INSTRUCTIONS TO FOLLOW: All lines in the data below carrying the string "query" are to be located and copied.

[Region pointing data]
┏━━
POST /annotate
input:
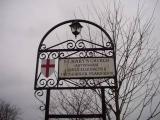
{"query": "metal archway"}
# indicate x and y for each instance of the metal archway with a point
(75, 47)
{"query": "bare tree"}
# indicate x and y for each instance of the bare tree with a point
(137, 84)
(9, 112)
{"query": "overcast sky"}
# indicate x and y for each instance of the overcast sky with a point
(22, 25)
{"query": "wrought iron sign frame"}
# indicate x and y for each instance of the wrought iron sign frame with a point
(74, 48)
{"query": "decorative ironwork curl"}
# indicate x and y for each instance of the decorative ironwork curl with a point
(43, 47)
(109, 45)
(43, 55)
(91, 82)
(42, 82)
(90, 54)
(80, 44)
(51, 83)
(53, 55)
(82, 54)
(109, 53)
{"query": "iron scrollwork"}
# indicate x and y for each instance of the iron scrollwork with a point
(80, 48)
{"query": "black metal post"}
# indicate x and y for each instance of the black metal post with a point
(103, 103)
(47, 105)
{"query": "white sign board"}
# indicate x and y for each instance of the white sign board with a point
(77, 68)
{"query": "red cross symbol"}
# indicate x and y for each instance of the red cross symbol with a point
(47, 66)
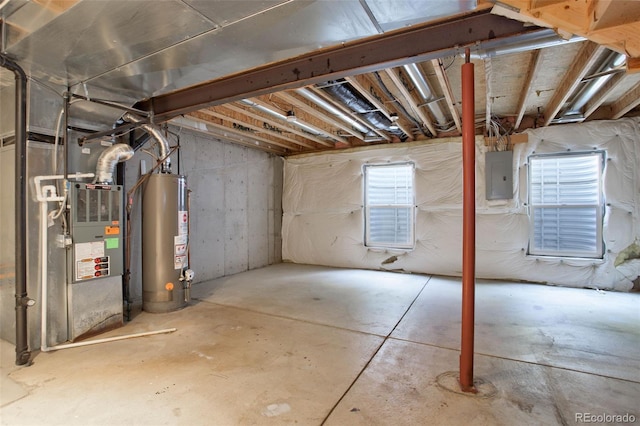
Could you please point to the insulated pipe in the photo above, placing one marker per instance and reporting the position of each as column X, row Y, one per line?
column 109, row 159
column 23, row 355
column 468, row 225
column 156, row 133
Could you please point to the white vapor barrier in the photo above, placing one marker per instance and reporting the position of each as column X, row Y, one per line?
column 323, row 217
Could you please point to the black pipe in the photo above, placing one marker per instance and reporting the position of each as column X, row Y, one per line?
column 23, row 356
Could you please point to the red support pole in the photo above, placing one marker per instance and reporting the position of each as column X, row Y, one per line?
column 468, row 225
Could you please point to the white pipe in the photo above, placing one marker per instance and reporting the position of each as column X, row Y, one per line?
column 44, row 199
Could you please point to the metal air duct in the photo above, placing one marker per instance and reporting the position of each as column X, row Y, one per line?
column 345, row 94
column 603, row 74
column 426, row 92
column 156, row 133
column 108, row 161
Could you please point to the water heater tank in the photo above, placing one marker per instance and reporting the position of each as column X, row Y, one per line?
column 165, row 224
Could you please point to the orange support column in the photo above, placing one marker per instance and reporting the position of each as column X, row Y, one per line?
column 468, row 225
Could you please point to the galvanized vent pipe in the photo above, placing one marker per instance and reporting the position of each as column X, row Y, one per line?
column 23, row 355
column 109, row 159
column 156, row 133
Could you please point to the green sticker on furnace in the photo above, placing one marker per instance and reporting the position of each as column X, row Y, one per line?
column 111, row 243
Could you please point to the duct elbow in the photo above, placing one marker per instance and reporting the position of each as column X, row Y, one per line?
column 108, row 161
column 155, row 132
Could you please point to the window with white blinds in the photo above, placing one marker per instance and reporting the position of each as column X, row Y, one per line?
column 389, row 205
column 566, row 204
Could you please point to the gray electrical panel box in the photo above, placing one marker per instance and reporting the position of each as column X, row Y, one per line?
column 96, row 218
column 499, row 175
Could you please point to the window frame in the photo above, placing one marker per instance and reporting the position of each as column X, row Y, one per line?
column 409, row 245
column 599, row 208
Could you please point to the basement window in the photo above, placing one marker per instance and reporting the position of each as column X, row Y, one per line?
column 566, row 204
column 389, row 205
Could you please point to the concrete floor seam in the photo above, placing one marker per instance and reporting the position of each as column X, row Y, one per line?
column 293, row 319
column 517, row 360
column 375, row 353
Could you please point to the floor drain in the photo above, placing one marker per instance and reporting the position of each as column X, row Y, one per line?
column 449, row 381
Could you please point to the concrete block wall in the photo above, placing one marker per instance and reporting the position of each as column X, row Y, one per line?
column 236, row 206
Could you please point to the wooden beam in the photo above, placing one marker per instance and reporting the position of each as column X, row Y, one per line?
column 629, row 101
column 395, row 78
column 613, row 13
column 585, row 59
column 445, row 85
column 524, row 94
column 602, row 94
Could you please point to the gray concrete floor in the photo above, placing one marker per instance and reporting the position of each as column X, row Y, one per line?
column 311, row 345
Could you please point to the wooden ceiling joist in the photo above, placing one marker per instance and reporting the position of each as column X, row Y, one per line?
column 376, row 96
column 626, row 103
column 321, row 141
column 524, row 95
column 360, row 83
column 250, row 130
column 445, row 85
column 594, row 103
column 227, row 133
column 315, row 111
column 585, row 59
column 406, row 95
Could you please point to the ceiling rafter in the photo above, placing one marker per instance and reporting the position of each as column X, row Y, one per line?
column 352, row 114
column 304, row 106
column 252, row 121
column 426, row 121
column 231, row 134
column 526, row 89
column 598, row 99
column 488, row 73
column 306, row 120
column 588, row 55
column 247, row 128
column 360, row 82
column 626, row 103
column 445, row 86
column 266, row 105
column 277, row 124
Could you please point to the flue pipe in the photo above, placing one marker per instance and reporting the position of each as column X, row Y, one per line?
column 23, row 355
column 468, row 225
column 109, row 159
column 156, row 133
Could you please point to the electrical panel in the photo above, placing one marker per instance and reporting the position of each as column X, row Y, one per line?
column 499, row 175
column 96, row 219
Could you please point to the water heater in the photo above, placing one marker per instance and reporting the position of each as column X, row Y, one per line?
column 165, row 225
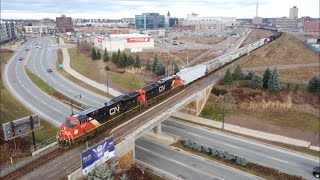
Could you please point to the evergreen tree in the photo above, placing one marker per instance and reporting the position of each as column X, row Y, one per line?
column 98, row 55
column 176, row 67
column 238, row 74
column 314, row 84
column 266, row 77
column 105, row 55
column 155, row 62
column 137, row 62
column 250, row 75
column 125, row 57
column 93, row 54
column 274, row 82
column 121, row 61
column 160, row 69
column 130, row 60
column 256, row 82
column 118, row 54
column 148, row 66
column 114, row 58
column 227, row 79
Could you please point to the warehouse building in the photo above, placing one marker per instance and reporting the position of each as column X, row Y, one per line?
column 133, row 42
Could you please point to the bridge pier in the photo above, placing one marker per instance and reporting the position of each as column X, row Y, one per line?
column 196, row 105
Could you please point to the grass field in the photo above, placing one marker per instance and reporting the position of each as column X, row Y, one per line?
column 284, row 51
column 11, row 109
column 48, row 89
column 95, row 71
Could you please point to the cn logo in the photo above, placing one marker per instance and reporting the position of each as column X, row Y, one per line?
column 114, row 110
column 162, row 88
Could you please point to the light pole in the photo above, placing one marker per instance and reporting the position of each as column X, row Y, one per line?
column 72, row 103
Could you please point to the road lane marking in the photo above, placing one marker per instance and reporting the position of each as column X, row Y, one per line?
column 177, row 162
column 232, row 146
column 279, row 160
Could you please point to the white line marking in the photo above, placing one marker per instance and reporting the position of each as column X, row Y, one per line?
column 232, row 146
column 279, row 160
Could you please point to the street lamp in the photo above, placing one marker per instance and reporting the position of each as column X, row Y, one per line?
column 71, row 104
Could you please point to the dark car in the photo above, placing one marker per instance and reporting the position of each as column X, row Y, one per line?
column 316, row 171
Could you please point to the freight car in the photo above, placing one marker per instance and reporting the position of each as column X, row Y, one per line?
column 81, row 126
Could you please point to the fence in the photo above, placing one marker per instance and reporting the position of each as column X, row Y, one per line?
column 312, row 47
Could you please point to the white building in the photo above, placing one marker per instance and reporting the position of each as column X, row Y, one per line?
column 132, row 42
column 293, row 12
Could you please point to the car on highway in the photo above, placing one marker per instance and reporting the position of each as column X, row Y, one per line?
column 316, row 171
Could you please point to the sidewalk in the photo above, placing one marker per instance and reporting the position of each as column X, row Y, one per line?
column 246, row 131
column 68, row 69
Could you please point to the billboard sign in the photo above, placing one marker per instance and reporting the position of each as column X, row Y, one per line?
column 21, row 127
column 98, row 154
column 138, row 39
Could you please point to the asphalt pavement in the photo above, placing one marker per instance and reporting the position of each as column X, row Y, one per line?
column 283, row 160
column 183, row 166
column 46, row 57
column 30, row 95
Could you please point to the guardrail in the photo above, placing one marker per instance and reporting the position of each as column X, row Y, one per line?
column 43, row 144
column 312, row 47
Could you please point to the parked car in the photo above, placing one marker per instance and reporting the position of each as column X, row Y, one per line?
column 316, row 171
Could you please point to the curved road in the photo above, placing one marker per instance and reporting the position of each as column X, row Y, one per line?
column 30, row 95
column 46, row 57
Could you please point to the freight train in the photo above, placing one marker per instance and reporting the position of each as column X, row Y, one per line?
column 85, row 124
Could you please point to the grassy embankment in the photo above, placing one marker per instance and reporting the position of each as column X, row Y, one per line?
column 50, row 90
column 251, row 168
column 77, row 81
column 11, row 109
column 93, row 70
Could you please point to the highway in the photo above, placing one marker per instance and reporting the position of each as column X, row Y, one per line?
column 30, row 95
column 183, row 166
column 283, row 160
column 46, row 57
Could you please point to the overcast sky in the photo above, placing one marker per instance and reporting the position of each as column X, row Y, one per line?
column 113, row 9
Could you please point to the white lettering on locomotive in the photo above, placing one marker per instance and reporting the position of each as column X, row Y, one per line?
column 162, row 88
column 114, row 110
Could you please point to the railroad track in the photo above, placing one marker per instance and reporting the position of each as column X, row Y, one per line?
column 20, row 172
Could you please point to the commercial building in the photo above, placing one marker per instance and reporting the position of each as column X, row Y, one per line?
column 222, row 23
column 64, row 24
column 312, row 26
column 149, row 21
column 293, row 14
column 133, row 42
column 36, row 30
column 285, row 23
column 7, row 32
column 173, row 21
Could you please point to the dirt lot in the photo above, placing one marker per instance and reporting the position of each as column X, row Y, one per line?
column 304, row 35
column 255, row 35
column 248, row 108
column 284, row 51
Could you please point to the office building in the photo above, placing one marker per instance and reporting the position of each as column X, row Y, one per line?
column 64, row 24
column 150, row 21
column 7, row 32
column 293, row 13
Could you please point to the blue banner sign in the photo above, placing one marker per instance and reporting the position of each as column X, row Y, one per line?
column 98, row 154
┗━━
EXERCISE RESPONSE:
{"query": "metal archway"}
{"query": "bare tree"}
{"query": "overcast sky"}
{"query": "wrought iron sign frame"}
{"query": "decorative ironwork curl"}
{"query": "iron scrollwork"}
{"query": "black metal post"}
{"query": "white sign board"}
{"query": "red cross symbol"}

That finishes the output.